-- DIRECTIONS --
Convert the lines below into a two-column CSV with the headers "prompt" and "response", giving one row per line. Put its text and its answer each in a single quoted field, replace line breaks with spaces, and omit the pictures.

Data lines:
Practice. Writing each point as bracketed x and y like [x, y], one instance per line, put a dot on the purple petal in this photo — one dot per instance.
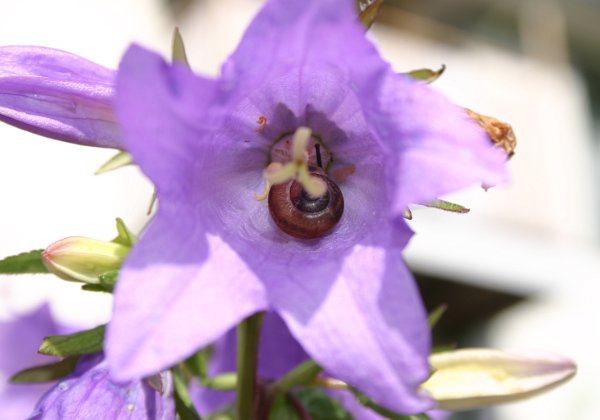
[21, 339]
[362, 320]
[58, 95]
[436, 148]
[286, 35]
[279, 352]
[163, 111]
[180, 289]
[90, 393]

-- COMPLETE RESPONSE --
prompt,response
"Practice. Writing each point as bracketed x and y like [x, y], one instance per line, put a dot on the purple petal in this photo — one dot per instance.","[21, 339] [362, 320] [58, 95] [436, 148] [286, 35] [279, 352] [163, 111] [180, 289] [90, 393]"